— Start Provided data —

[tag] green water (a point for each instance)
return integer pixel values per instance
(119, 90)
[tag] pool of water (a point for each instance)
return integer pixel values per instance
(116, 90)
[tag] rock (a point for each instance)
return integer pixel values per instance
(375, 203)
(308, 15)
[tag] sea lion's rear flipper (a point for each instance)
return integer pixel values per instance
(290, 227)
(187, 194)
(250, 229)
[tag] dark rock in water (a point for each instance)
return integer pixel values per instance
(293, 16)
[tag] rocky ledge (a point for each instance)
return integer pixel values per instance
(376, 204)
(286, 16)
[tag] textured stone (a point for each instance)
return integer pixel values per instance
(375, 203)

— End Provided data —

Set task: Every record above needs to be repeated word for word.

Exercise solution:
[tag] green water (a point for each instance)
return integer pixel values per instance
(119, 90)
[tag] pool of water (a point for each instance)
return integer pixel values per instance
(116, 90)
[tag] rock (a point for each instance)
return integer pixel values per instance
(375, 203)
(308, 15)
[tag] sea lion's rear flipper (a point for each instance)
return integer pixel values per instance
(290, 227)
(187, 194)
(250, 229)
[tag] dark rock in water (a point for each instance)
return integer pixel values per instance
(293, 16)
[tag] rocky ledge (a point for each instance)
return integer pixel values per instance
(376, 204)
(286, 16)
[tag] textured stone (a point for each instance)
return integer pixel values per instance
(375, 203)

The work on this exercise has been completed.